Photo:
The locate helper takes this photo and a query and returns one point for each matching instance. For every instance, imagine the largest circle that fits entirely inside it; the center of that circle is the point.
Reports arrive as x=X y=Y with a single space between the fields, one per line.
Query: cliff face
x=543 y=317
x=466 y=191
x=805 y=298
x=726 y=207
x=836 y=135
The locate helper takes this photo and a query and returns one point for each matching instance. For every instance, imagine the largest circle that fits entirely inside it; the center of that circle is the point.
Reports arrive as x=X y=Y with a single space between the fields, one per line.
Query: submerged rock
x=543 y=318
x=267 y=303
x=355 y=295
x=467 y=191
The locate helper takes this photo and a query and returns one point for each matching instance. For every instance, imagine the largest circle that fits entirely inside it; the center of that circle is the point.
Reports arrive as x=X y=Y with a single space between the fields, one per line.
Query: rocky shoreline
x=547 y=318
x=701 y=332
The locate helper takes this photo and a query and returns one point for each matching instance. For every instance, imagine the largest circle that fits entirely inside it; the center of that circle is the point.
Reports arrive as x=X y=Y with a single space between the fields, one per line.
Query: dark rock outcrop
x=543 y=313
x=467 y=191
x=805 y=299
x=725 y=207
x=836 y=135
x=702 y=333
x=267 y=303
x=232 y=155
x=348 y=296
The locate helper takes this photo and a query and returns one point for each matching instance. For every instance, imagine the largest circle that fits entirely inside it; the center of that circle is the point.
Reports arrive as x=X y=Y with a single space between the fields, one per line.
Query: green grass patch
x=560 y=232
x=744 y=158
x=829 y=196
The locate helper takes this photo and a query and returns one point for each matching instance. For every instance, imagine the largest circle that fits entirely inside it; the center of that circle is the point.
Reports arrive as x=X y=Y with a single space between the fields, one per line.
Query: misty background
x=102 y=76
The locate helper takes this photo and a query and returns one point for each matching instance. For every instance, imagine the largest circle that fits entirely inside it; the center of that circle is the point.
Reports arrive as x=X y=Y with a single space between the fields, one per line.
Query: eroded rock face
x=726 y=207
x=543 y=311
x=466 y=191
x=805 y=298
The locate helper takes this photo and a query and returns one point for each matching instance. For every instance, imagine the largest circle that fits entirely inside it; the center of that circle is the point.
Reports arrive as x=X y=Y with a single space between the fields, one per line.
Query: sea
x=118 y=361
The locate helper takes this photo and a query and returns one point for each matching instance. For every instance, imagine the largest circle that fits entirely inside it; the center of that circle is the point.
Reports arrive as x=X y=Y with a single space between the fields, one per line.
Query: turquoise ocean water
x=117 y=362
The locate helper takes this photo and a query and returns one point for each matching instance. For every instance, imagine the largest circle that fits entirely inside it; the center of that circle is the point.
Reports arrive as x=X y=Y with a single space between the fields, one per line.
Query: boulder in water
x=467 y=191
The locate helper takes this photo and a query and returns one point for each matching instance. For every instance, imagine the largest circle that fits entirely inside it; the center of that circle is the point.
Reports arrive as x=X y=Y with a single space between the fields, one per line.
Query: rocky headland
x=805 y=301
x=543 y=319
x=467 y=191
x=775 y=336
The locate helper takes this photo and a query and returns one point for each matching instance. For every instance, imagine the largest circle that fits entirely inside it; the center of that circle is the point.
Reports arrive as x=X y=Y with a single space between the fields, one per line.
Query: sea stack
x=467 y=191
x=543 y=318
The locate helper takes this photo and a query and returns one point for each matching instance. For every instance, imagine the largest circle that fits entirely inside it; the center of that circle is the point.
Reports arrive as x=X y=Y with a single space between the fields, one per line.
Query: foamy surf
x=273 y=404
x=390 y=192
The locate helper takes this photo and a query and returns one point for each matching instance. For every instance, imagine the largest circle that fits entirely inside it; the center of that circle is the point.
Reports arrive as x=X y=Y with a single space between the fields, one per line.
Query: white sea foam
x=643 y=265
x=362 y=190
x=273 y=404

---

*Activity:*
Every entry must be repeated exactly; none may be skipped.

*Written response:*
Photo:
The locate helper takes this photo and a query and returns one point for each matching instance. For every instance, imagine the largest circle that fits entirely inside it; the center of that circle is the point.
Reports arrive as x=X y=Y with a single space between the fields, one per line.
Query: cliff face
x=543 y=317
x=466 y=191
x=805 y=298
x=726 y=207
x=836 y=135
The locate helper takes this photo and a query and returns one point for each matching instance. For every instance, imagine the largest circle that fits entirely inside it; the center of that circle is the point.
Reports arrive as x=X y=Y with a single space between the fields, one per line.
Query: submerged rock
x=543 y=318
x=267 y=303
x=355 y=295
x=467 y=191
The locate helper takes this photo and a query and returns one point for each matching instance. For every instance, imagine the largest circle that fits entirely inside it; the center of that circle is the point.
Reports arrive as x=X y=Y with a single space between the fields, one per line.
Query: rocky shoreline
x=547 y=318
x=701 y=332
The locate helper takes this photo and a query and returns one point for each matching instance. For every instance, imagine the largest circle that fits entirely inside it; the center of that circle is the point.
Reports arrive as x=X y=Y with a single space between the fields, one per line.
Query: dark rock outcrop
x=543 y=313
x=467 y=191
x=805 y=299
x=725 y=207
x=836 y=135
x=702 y=333
x=267 y=303
x=232 y=155
x=348 y=296
The locate helper takes this photo and a query and returns one point for each matching instance. For every instance, imagine the largest circle that fits entirely inside it; the center of that circle is the point.
Reports arrive as x=X y=Y with a single space between the fields, one per line.
Query: green grass patch
x=560 y=232
x=744 y=158
x=829 y=196
The locate helper takes this photo and a query and returns one point for each matching instance. For every instance, imagine the largest circle that fits entirely inside it; the center of that circle is the point.
Reports arrive as x=X y=Y with a single space between the fields, one per line.
Query: misty background
x=102 y=76
The locate helper takes this photo and a query and returns one point for each matching instance. For every instance, imagine the largest circle that fits entirely inside it; the center of that circle is the point.
Reports arrive as x=X y=Y with a single space between the fields, one per line.
Query: eroded rock face
x=726 y=207
x=543 y=311
x=466 y=191
x=805 y=298
The locate helper takes this photo and a query and returns one point for each matching instance. For every instance, imagine the largest circle that fits entirely inside it; the center of that circle is the point.
Reports arrive as x=X y=Y with a single space between the fields, one per line.
Query: sea
x=118 y=361
The locate helper takes this photo and a query and returns one point for each matching instance. For every instance, imagine the largest circle that fits entirely inside it; the center of that circle is the point.
Reports arrive as x=X y=Y with a single space between the fields, one per line.
Query: turquoise ocean water
x=117 y=362
The locate helper takes this photo and a query and returns one point for each matching instance. For every instance, imagine the largest circle that fits entirely inside it; the center of that circle is the point.
Reports arrive as x=X y=Y with a single space between the fields, one per line.
Query: boulder in water
x=467 y=191
The locate helper takes this photo and a query and returns one point for each matching instance. For every instance, imagine the largest circle that fits entirely inside it; the center of that circle is the point.
Reports arrive as x=X y=Y with a single space between the fields, one per line.
Query: rocky headland
x=805 y=301
x=543 y=319
x=467 y=191
x=775 y=336
The locate helper takes this photo and a query and returns one point for each matching instance. For every instance, imagine the largest circle that fits entirely inside it; the center of that circle is the point.
Reports arrive as x=X y=Y with a single space between the fields, one per line.
Query: sea stack
x=467 y=191
x=543 y=318
The locate helper takes this photo and a query and returns one point for each matching instance. For every instance, imagine the largest circle that fits entirely inside it; the center of that circle is the point.
Reports arrive as x=X y=Y with a single space between the fields, one per line.
Query: foamy surf
x=273 y=404
x=390 y=192
The locate helper takes this photo and a query and returns one point for each matching instance. For every instance, imagine the largest circle that fits entirely inside it; the center of that circle is the point.
Reports arrive as x=X y=Y with a single space between the fields, one per line.
Query: white sea foam
x=643 y=265
x=362 y=190
x=273 y=404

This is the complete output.